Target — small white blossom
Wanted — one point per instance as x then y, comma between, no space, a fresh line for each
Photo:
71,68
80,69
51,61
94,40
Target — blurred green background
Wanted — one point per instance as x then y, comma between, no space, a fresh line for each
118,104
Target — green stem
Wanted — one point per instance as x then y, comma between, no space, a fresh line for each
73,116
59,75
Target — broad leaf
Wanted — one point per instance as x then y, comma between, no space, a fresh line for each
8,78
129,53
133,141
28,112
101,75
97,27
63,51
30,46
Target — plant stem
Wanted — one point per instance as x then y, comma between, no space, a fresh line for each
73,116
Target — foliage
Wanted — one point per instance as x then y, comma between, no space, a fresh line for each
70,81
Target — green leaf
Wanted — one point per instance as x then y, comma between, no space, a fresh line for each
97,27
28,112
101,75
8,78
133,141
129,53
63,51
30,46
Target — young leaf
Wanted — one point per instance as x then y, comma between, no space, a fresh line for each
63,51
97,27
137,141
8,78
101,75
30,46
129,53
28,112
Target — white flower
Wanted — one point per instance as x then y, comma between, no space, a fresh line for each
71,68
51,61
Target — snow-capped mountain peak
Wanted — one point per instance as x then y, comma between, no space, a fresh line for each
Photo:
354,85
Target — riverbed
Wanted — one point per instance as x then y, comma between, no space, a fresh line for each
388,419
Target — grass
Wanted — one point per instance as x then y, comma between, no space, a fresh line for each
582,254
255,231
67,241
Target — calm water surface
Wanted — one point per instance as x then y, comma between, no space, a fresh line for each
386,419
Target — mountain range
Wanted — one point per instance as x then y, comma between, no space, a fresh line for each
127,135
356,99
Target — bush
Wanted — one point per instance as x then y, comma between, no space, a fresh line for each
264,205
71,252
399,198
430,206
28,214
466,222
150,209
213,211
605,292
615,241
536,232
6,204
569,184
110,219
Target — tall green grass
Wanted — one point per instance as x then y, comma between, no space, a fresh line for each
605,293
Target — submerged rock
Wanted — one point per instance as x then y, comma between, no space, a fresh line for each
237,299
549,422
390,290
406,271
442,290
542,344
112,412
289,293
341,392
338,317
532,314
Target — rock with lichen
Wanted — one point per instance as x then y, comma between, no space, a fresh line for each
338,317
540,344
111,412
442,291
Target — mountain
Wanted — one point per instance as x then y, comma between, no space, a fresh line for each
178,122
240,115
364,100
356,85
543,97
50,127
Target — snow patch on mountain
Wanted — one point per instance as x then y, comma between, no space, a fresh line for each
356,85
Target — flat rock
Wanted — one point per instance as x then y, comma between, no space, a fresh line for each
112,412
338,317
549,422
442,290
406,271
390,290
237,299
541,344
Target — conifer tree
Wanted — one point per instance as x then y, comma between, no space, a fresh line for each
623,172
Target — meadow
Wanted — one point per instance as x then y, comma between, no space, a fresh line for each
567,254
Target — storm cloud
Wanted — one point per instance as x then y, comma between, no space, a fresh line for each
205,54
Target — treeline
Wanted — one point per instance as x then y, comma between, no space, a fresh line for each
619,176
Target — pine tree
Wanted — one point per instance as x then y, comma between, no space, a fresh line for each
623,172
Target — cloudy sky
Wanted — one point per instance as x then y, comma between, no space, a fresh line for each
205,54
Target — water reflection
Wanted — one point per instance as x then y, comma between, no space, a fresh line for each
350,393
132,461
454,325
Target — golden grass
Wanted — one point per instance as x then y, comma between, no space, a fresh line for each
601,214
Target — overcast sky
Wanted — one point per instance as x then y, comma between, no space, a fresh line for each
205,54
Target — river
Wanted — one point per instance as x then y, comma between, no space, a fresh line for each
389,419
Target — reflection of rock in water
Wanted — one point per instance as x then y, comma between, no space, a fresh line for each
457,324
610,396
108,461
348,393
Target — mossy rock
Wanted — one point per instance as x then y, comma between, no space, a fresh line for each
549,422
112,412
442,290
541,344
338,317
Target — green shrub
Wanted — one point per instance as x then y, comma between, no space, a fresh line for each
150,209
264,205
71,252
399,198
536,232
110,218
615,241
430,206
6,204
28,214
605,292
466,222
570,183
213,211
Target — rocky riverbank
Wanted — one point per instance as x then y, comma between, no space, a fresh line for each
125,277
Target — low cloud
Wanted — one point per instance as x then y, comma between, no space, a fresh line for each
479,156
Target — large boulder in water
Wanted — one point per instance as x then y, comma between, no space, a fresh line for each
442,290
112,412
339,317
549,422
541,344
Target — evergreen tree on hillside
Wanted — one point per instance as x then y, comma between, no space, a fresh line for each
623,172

• What the task asks: Print every record above exactly as written.

• Worked solution:
Target — small white blossom
Wanted — one point per instance as x then y, comma between, no space, a fresh line for each
Photo:
71,68
80,69
51,61
94,40
Target — blurred green background
Wanted — one point per instance as x then y, comma between, no space, a fresh line for each
118,104
Target — green stem
Wanted — one point per instance as x then y, comma between, no space, a fresh line for each
73,116
59,75
Target — broad leaf
Wanted — one point per instance as x then y, comma between, no space, a fresh line for each
8,78
129,53
133,141
28,112
101,75
97,27
63,51
30,46
Target — plant stem
Wanted — one point per instance as x then y, comma between, no space, a fresh line for each
73,116
Target — foliage
Wanted — one point per instance as x then y, comma between, no space, a fresh line for each
70,81
Target — green leaf
Wanted — one point per instance as x then y, comma between, no space, a fresh line for each
97,27
28,112
101,75
8,78
133,141
129,53
63,51
30,46
Target — young leaf
Wanted — one point per instance as x then y, comma between, no space, a fresh line for each
63,51
97,27
137,141
8,78
101,75
30,46
129,53
28,112
Target — white flower
Wanted — one point per instance as x then y, comma between, no space, a fresh line for each
71,68
51,61
Target — snow-capped mountain peak
Wanted — one point per instance as x then y, comma between, no space, a fresh line for each
Photo:
354,85
Target — riverbed
Wanted — one point per instance as x then y, comma between, no space, a fresh line for each
388,419
Target — grass
Wanted — one point per instance as x then y, comma between, no space, a fresh line for each
582,254
255,231
67,241
Target — calm water surface
Wanted — one point per instance as x then y, comma between, no space, a fresh line for each
386,419
Target — mountain range
Wanted — one point per instance as x then y, comma between, no space, a fresh line for each
127,135
356,99
Target — bush
Wanted — one point per instance as x then y, comma between, no space, a fresh line for each
264,205
71,252
399,198
430,206
28,214
466,222
150,209
213,211
605,292
615,241
536,232
6,204
569,184
110,219
Target — tall green grass
Wanted — one point per instance as x then y, comma between, no space, a fresh line for each
605,293
Target — submerged rock
Wanted — one point per instance as x then y, comma between, no space, a fresh line for each
237,299
549,422
390,290
406,271
442,290
542,344
112,412
289,293
341,392
338,317
532,314
Target — rock with lichen
Wanted — one point per instance as x then y, comma between, no space, a fresh line for each
338,317
540,344
111,412
442,291
Target — mountain
Wanted — one point per instance as x then y, comma between, no space, a fresh line for each
178,122
240,115
364,100
356,85
543,97
50,127
Target — snow patch on mountain
Wanted — one point per instance as x then y, comma between, no space, a fresh line for each
356,85
Target — flat rock
Wanted — one point per instance as x then y, comma between, no space, a fresh line for each
112,412
338,317
549,422
442,290
406,271
390,290
237,299
541,344
Target — conifer tree
Wanted — one point per instance as x then y, comma between, no space, a fresh line for each
623,172
Target — meadow
Wanted — one point per instance as x then y, comma between, no space, a fresh line for each
567,254
Target — storm cloud
Wanted — one point per instance as x then y, comma between, no space, a fresh line for each
205,54
Target — treeline
Wanted — one point per instance as x then y, comma between, no space, a fresh line for each
619,176
Target — pine tree
Wanted — one point per instance as x then y, comma between, no space, a fresh line for each
623,172
Target — cloudy sky
Wanted — one point per instance as x then y, comma between, no space, a fresh line for each
205,54
Target — water reflection
Wanted — one point per instance as x then y, comma between, no space, a fresh line for each
350,393
132,461
454,325
Target — golden grass
Wanted — one point per instance as x then y, comma between, no space, a fresh line for each
601,214
Target — overcast sky
Wanted — one point per instance as x then y, comma between, no space, a fresh line for each
205,54
Target — river
Wanted — one point per instance as x then y, comma between, no space, a fresh line for each
389,419
Target — reflection of rock in water
Wanted — one point per instance as x then y, comma between, no space, a fresh line for each
457,324
610,396
108,461
348,393
Target — mossy rock
Wanted — one point per instance as x then y, comma between, no space, a fresh line for each
549,422
112,412
442,290
541,344
338,317
Target — green shrub
Wanted — one point per instance as x then y, comma between, no space, a fresh line for each
150,209
264,205
71,252
399,198
536,232
110,218
615,241
430,206
6,204
28,214
605,292
466,222
570,183
213,211
Target — rocky riverbank
Wanted — one point per instance as x then y, comma between, no space, a fresh line for each
125,277
Target — low cloud
Wanted — one point per instance as x then y, comma between, no space, a fresh line for each
479,156
Target — large boulder in water
Wanted — one point per instance as x then y, comma between, no space, a fresh line for each
442,290
112,412
339,317
549,422
541,344
Target — evergreen tree on hillside
Wanted — one point per instance as x then y, comma between, no space, a fresh line for each
623,172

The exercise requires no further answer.